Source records

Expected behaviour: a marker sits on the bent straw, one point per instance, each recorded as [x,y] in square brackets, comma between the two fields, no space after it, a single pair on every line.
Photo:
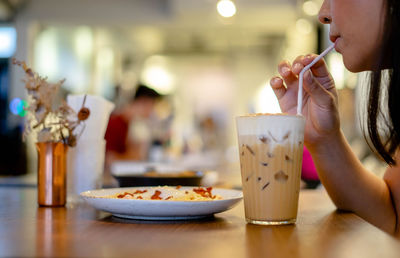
[300,92]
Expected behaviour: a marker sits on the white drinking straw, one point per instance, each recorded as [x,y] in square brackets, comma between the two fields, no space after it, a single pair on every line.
[300,93]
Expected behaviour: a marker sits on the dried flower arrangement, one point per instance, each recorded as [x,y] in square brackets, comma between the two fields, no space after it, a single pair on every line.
[51,124]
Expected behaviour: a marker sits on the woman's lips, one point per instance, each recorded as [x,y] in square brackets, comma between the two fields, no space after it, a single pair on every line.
[333,38]
[336,40]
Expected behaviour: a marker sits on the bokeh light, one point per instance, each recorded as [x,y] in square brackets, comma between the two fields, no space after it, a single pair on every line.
[226,8]
[18,107]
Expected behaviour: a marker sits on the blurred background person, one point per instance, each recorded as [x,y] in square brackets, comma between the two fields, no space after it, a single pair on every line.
[120,145]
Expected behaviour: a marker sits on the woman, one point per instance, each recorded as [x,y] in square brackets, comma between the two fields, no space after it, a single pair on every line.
[366,33]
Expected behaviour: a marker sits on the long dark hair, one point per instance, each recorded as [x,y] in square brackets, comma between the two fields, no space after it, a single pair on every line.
[380,111]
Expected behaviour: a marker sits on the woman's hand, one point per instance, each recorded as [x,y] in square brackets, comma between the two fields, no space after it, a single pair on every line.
[319,105]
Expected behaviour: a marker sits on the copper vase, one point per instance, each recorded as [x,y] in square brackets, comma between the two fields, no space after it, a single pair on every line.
[52,180]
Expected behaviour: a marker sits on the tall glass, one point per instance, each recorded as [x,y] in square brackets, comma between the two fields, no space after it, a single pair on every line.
[271,151]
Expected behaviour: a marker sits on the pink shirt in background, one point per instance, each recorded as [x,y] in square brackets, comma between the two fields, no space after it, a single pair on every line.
[308,170]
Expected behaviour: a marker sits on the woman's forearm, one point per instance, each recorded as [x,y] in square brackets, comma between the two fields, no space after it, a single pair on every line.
[350,185]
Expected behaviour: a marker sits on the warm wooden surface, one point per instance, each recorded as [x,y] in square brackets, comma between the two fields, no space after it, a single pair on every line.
[80,231]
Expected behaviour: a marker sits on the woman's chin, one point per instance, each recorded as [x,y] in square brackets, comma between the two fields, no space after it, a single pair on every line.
[355,66]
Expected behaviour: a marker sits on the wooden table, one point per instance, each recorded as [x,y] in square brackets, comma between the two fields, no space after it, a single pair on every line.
[80,231]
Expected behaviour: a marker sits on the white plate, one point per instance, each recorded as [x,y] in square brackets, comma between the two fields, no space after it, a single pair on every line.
[158,209]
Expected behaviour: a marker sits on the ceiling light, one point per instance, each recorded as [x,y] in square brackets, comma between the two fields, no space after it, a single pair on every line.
[226,8]
[310,8]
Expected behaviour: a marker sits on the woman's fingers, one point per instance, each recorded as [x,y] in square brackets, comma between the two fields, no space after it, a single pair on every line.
[319,95]
[278,87]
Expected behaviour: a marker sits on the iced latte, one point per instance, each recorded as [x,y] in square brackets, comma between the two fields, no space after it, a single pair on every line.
[271,151]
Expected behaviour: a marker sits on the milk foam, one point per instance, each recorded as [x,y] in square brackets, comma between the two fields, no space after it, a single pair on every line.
[276,124]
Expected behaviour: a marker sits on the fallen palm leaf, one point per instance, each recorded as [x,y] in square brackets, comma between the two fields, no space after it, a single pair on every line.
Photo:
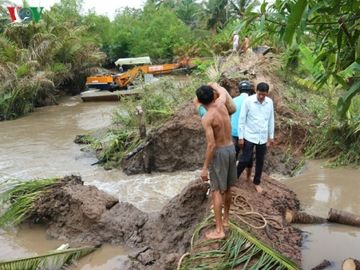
[240,249]
[53,260]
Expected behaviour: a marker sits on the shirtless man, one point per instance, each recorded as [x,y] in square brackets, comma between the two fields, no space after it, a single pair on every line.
[220,157]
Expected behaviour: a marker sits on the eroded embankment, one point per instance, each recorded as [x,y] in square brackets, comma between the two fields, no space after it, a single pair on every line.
[79,213]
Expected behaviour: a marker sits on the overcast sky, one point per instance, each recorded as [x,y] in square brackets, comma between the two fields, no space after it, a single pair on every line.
[106,7]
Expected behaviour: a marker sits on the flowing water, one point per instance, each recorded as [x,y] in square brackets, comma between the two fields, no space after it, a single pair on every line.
[318,190]
[41,145]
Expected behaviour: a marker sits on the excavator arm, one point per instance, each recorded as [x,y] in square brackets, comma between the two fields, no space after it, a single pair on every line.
[123,80]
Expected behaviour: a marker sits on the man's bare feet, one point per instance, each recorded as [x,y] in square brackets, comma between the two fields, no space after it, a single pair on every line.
[213,235]
[258,188]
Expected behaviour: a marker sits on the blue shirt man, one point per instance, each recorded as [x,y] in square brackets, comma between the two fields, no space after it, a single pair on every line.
[256,129]
[235,116]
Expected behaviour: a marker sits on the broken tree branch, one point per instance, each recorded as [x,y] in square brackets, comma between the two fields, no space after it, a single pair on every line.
[343,217]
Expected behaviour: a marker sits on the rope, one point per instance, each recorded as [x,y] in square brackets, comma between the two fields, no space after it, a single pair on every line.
[181,259]
[243,211]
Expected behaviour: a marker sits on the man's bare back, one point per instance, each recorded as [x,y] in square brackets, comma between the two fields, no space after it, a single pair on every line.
[217,118]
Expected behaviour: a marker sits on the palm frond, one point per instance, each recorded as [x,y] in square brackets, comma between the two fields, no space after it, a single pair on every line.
[239,249]
[53,260]
[20,197]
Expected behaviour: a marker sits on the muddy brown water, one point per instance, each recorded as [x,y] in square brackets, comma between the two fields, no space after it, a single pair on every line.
[41,145]
[319,189]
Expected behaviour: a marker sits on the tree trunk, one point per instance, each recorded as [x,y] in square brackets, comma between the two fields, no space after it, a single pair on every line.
[302,218]
[343,217]
[351,264]
[322,265]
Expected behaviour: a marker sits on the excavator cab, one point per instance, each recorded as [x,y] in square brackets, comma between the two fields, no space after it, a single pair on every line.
[124,79]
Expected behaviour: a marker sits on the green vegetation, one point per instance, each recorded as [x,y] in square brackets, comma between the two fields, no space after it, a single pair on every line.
[18,198]
[159,101]
[319,42]
[57,259]
[239,249]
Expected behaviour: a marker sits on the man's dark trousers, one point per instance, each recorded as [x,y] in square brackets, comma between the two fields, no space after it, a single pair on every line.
[246,158]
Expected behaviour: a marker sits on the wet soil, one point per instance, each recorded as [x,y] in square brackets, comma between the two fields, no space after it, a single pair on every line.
[81,214]
[180,143]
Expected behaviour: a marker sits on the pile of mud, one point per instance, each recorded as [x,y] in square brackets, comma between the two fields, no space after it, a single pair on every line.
[82,214]
[180,143]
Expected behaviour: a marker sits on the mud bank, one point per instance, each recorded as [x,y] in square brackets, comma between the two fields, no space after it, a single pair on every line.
[180,143]
[82,214]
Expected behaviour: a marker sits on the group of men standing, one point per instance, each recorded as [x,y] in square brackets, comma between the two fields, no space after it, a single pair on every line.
[250,126]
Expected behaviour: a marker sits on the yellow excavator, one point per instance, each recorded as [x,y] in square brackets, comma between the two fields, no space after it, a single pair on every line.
[113,82]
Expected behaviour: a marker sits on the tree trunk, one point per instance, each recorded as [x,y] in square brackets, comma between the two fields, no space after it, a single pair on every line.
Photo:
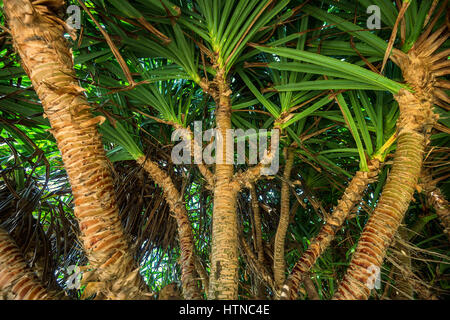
[186,238]
[17,281]
[413,126]
[223,283]
[351,197]
[279,264]
[38,37]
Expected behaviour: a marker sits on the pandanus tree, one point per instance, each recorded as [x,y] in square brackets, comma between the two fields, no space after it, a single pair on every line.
[147,69]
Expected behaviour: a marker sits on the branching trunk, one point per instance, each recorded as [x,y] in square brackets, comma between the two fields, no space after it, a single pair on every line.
[186,238]
[351,197]
[437,200]
[17,281]
[413,126]
[223,283]
[38,37]
[279,264]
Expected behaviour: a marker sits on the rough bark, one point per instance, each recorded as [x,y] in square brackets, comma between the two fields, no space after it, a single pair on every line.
[37,34]
[186,238]
[279,263]
[223,283]
[352,196]
[17,280]
[414,124]
[258,228]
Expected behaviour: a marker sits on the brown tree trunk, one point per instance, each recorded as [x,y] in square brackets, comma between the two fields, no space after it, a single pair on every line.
[437,200]
[279,264]
[351,197]
[223,283]
[186,238]
[17,281]
[37,34]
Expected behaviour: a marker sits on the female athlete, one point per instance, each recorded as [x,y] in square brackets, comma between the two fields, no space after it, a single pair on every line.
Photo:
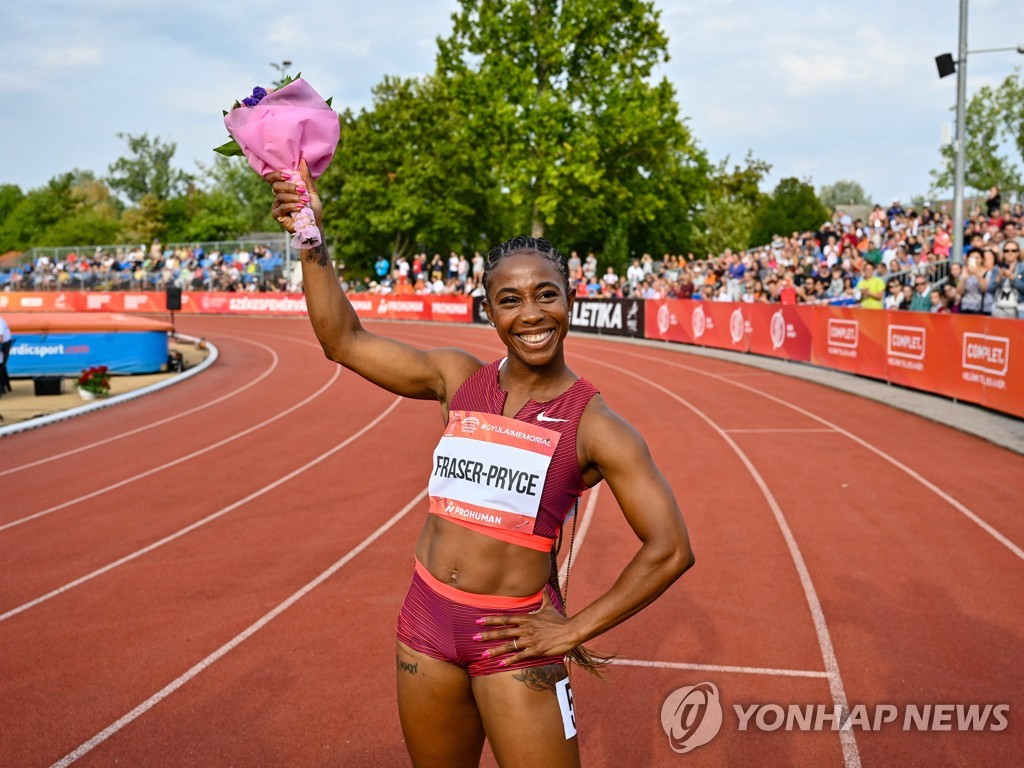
[482,640]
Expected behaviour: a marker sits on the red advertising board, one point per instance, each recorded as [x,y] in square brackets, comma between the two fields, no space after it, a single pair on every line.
[721,325]
[712,324]
[849,339]
[989,366]
[779,331]
[441,308]
[668,320]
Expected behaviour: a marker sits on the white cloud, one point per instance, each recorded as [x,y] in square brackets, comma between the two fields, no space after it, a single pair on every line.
[823,89]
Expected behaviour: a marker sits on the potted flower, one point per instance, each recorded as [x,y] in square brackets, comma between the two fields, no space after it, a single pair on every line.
[94,382]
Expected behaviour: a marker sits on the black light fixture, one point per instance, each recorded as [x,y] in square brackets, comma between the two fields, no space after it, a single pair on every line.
[946,65]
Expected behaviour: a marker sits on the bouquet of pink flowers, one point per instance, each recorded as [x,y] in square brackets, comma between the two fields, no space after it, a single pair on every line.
[278,129]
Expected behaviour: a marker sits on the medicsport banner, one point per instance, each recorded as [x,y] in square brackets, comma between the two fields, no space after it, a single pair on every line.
[69,353]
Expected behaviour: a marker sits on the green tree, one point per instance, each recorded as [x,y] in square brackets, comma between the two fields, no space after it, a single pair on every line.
[236,194]
[994,139]
[406,179]
[730,207]
[93,217]
[145,222]
[556,95]
[792,207]
[37,211]
[844,193]
[146,170]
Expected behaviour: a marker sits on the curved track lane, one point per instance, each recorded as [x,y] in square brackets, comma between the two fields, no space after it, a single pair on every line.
[258,558]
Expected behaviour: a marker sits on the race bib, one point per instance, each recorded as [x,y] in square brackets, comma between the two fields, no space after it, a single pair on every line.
[489,470]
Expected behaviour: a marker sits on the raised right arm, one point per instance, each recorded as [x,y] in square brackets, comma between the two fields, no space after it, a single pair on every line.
[396,367]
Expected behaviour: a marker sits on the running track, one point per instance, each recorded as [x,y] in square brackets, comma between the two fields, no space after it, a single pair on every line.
[210,576]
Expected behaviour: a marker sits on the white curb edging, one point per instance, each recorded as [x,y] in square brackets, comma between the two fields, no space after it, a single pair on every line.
[43,421]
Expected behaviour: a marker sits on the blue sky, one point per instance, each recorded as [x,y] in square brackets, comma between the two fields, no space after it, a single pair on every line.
[821,90]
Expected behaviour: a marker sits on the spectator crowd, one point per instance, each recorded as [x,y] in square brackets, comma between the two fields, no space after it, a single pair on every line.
[137,268]
[893,258]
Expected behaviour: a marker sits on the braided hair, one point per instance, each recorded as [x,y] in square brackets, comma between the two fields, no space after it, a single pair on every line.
[523,244]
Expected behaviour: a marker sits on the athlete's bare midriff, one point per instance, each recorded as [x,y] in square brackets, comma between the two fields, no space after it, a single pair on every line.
[474,562]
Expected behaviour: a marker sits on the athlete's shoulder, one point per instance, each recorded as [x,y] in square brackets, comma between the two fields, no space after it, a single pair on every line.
[458,368]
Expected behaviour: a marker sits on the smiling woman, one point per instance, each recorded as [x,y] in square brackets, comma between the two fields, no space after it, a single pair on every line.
[483,635]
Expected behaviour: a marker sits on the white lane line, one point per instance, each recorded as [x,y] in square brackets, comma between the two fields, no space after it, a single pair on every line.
[199,523]
[952,502]
[221,398]
[779,431]
[851,756]
[718,668]
[38,422]
[588,515]
[233,642]
[175,462]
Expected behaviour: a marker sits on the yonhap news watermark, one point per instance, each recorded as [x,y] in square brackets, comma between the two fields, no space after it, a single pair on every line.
[693,715]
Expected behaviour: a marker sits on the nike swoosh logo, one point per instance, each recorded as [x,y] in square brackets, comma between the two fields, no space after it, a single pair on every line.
[542,417]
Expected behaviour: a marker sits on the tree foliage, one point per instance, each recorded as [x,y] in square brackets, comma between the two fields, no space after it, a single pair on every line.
[994,143]
[406,177]
[792,207]
[146,170]
[556,96]
[730,207]
[844,193]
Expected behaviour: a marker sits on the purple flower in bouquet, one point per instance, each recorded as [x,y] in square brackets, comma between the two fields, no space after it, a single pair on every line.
[256,97]
[280,129]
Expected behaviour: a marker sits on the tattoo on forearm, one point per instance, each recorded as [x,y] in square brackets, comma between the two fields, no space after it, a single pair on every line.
[318,255]
[541,678]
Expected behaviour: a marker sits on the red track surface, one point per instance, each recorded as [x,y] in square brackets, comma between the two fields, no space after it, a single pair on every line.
[844,550]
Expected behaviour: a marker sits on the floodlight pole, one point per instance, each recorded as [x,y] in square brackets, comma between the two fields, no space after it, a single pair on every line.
[957,252]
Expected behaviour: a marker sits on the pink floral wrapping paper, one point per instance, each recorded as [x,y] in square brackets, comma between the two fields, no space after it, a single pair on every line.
[287,126]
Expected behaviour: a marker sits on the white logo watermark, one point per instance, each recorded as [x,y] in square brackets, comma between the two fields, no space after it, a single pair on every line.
[692,716]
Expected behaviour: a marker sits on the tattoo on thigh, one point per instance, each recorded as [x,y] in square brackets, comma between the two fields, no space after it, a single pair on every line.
[541,678]
[318,254]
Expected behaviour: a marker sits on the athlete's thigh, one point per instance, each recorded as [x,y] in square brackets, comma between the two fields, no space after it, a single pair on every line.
[524,721]
[438,713]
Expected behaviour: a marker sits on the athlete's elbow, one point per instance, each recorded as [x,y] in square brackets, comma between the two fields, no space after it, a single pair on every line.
[682,560]
[676,559]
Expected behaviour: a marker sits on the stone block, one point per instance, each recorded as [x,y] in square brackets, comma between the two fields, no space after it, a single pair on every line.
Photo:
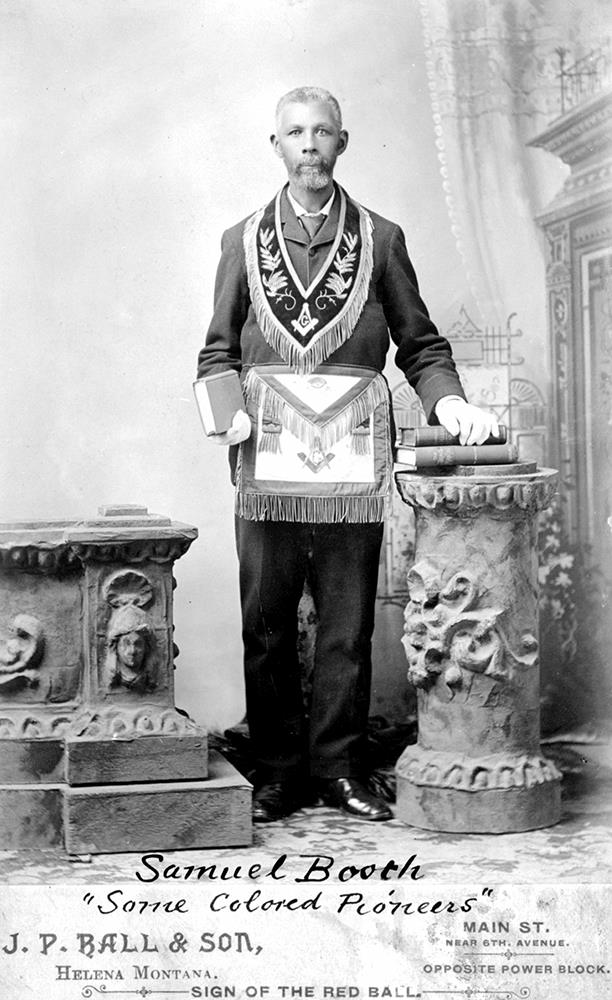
[30,816]
[160,816]
[146,758]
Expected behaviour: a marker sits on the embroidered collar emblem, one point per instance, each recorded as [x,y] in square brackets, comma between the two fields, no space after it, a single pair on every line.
[306,325]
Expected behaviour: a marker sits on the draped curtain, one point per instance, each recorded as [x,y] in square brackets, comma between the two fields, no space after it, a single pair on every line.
[492,69]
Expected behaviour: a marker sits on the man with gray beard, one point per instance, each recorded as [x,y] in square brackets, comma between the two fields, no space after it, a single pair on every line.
[310,291]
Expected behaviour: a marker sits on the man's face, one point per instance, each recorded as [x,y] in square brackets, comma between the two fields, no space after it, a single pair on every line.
[309,142]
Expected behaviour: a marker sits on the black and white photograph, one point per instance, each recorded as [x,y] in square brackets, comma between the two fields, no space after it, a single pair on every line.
[306,499]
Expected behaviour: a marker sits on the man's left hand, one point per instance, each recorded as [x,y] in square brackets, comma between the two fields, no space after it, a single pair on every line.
[472,424]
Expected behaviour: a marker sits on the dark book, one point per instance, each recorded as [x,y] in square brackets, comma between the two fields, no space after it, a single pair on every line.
[444,455]
[514,469]
[219,397]
[426,437]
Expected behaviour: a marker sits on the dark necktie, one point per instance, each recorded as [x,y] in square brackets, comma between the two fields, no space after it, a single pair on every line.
[312,223]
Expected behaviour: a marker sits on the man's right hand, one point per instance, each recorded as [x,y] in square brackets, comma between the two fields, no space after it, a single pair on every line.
[239,431]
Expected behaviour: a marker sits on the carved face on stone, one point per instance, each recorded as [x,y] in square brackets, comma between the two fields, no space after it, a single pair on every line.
[21,649]
[129,639]
[131,650]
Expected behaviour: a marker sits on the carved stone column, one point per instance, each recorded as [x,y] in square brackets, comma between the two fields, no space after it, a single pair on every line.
[94,755]
[470,637]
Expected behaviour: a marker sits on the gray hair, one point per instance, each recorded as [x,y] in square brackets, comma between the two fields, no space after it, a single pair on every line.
[307,95]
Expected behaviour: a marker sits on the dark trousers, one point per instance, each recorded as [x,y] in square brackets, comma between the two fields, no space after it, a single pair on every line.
[342,564]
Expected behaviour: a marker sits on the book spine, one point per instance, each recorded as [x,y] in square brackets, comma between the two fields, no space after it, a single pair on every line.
[425,437]
[424,458]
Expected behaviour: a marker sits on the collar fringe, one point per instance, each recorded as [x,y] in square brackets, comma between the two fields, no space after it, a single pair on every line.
[305,358]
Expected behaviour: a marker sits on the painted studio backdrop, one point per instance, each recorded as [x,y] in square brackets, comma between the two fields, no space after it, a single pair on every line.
[136,131]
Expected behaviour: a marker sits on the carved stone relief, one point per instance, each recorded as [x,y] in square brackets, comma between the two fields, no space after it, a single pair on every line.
[445,632]
[130,637]
[21,651]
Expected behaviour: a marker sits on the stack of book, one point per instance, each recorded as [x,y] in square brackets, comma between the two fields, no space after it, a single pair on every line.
[434,448]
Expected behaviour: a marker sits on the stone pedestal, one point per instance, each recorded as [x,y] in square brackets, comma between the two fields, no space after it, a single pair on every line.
[470,637]
[94,755]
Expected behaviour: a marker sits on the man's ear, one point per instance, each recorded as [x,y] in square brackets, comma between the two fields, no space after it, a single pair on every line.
[342,140]
[275,146]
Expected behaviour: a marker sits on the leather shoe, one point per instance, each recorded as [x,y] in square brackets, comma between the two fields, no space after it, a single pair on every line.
[350,795]
[273,801]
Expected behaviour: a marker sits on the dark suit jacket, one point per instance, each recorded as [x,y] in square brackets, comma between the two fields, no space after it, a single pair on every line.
[393,311]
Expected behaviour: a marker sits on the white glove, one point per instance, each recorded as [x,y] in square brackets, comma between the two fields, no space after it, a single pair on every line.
[239,431]
[472,424]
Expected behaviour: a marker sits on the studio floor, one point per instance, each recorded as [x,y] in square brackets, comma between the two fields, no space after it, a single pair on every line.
[577,850]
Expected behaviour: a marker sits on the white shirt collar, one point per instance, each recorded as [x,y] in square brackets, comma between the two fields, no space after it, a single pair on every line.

• _WHAT YOU ARE ASKED TO DO_:
Write out again the part of the material that opens with the line containing "Expected behaviour: a marker sits on the man's ear, one" and runs through the final line of the material, with both ends included and every request line kept unchanged. Scale each coordinate in the answers by 0.6, rounding to whole numbers with halves going up.

• _FULL ANSWER_:
Expected behaviour: a marker sits on the man's ear, one point per instance, each recorded as [x,y] in square brackets, comma between the two fields, no space after it, a single pair on every line.
[205,84]
[165,88]
Expected behaviour: a marker sits on the leather shoe, one point per instance, each recorded as [x,y] in square brackets, comma between the two fields, no space after it, a single pair on every line.
[210,477]
[164,481]
Expected behaviour: a marker sits on the dark suit jacket, one point per instance, each recorded as [x,y] in square brackets, comma between the two fields, no space after it, a single pair on every line.
[236,187]
Expected behaviour: a marker sits on the white glove, one point per instance, each recorded as [x,y] in square brackets, comma between the two fields, no space after it, a single pair on every line.
[143,259]
[283,254]
Expected behaviour: a marker sits on the studio floor, one point per instance, each recorded as [x,y] in square brackets, comma between the two fields, no space after it, a single pair on every line.
[346,510]
Expected behaviour: a marker sits on the white shirt collar, one point per instance, each recorded as [x,y] in square brackets, comma between the two fields, no space after it, a single pair on every line.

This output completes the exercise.